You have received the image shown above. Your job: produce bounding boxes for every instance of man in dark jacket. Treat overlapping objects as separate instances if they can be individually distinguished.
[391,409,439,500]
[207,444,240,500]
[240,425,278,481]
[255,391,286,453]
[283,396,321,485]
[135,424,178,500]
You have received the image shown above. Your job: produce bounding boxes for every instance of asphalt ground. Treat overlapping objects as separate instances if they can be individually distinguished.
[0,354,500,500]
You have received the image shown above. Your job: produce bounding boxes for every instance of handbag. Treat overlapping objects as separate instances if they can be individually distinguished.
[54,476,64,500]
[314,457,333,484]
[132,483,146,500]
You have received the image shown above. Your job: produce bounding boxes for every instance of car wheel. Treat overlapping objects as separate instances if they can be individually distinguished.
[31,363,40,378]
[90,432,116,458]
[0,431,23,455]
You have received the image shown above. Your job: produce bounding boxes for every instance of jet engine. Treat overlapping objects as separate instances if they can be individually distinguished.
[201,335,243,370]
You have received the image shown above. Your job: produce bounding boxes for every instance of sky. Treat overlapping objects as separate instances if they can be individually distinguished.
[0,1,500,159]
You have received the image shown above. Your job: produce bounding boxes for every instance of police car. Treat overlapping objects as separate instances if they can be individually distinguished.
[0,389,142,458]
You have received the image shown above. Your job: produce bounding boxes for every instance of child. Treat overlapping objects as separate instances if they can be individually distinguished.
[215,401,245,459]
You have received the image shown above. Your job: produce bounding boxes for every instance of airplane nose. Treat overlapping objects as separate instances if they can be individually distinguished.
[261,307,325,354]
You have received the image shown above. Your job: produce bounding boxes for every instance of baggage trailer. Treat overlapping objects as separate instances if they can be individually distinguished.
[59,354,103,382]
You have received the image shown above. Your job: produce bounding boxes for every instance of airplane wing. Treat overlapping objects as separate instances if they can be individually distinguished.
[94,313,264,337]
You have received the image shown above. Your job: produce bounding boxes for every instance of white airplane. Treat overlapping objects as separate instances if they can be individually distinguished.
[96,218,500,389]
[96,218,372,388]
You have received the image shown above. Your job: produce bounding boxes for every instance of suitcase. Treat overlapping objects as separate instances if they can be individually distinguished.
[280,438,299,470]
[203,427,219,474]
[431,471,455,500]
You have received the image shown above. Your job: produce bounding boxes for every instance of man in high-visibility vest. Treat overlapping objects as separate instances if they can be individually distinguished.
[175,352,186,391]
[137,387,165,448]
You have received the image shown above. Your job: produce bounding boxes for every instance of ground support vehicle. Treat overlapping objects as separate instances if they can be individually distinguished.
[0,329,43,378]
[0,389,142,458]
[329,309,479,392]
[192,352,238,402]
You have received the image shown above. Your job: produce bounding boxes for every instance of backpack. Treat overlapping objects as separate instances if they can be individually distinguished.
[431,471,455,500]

§ **Exercise goal**:
Repeat all of the rows above with each "airplane" switched to "aircraft", leaving everything else unchanged.

§ **Task result**:
You have received the image shown above. Your job: produce bounding boxes for every instance of man in dark jacket. Treat overlapping objects as separate instances if they can be individually distinguished.
[391,409,439,500]
[207,444,240,500]
[240,425,278,481]
[255,391,286,453]
[283,396,321,485]
[135,424,178,500]
You have received the image shown above. Your job: produce bounding boxes for every instance of asphalt ground. Treat overlapping objects as separate instances if they can be individually distinguished.
[0,354,500,500]
You have received the image shown above. Your job: produce bounding boxes for every instance of handbag. Treat overlapping objects as separate instances if they can be individually distinguished.
[54,476,64,500]
[314,457,333,484]
[132,483,146,500]
You have received the image shown above. Your job: produce bounding boxes for every instance of car wheel. Treat overlapping objects as separate instances if they can be individually distinguished.
[31,363,40,378]
[90,432,116,458]
[0,431,23,455]
You have received the image shown above. Your job: produce bounding boxes for every instance of jet engine. Treat overlapping objects as separate instances if they can be individually distinguished.
[201,335,243,370]
You have received the image shown above. Your job: produce bounding boxes for every instance of sky. Treat overlapping objects as separate instances if they can be individually distinguished.
[0,1,500,159]
You have received the image shown above. Your job: produce bounding boxes for every instance of police car. Treat overlapping objects as separate instances if they can be individually distinguished.
[0,389,142,458]
You have received the image shown above. Your job: produce bounding boxes for every instance of child. Treat overlapping objects as separate instances if they can be individually distinguished.
[215,401,245,459]
You have received the image shown above. Your job: produce bounding boxes for every instance of aircraft nose. Treat overlapping objects as separate instances if they can be individually distinguished.
[261,307,325,354]
You have received the image shown above. Your job: produce bounding boxes for every instance of baggage trailer. Treat overlapping objects as separate instances if they can be individually distinguished.
[59,354,103,382]
You have received the image shown above. Your job: produce bounding boxes for every instance of aircraft wing. Treat overlapping objects as separate instances if they can be individually distinguished.
[94,313,264,337]
You have received the image shown above. Your job: produce bounding boxes for every instance of white aircraft. Treat overlapping objects as separate instances if they can be individually distinguished.
[96,218,500,389]
[96,218,372,388]
You have received the image shown above. Your job: produce bounding boxes for every instance of suitcase. Treat overlapping objects as separate instances if they can be individually distinguished.
[280,438,299,470]
[203,427,219,474]
[431,471,455,500]
You have received the image shown above. Your job: produce bounding boxes for every instance of man in high-visibility vest. Treat overlapping objects as separate instances if they can be individually distinguished.
[175,352,186,391]
[137,387,165,448]
You have received the image shown above. Your job: produce bounding boxes for every instance of ground support vehicle. Treat overlapping objects as separate instances if they can be individually distinguished.
[0,329,43,378]
[0,389,142,458]
[329,309,479,392]
[192,352,238,402]
You have received the image shown above. Your job: produce bounding boxes for every instance of backpack. Treat overlapping objects as separate instances if they can be individually distinguished.
[431,471,455,500]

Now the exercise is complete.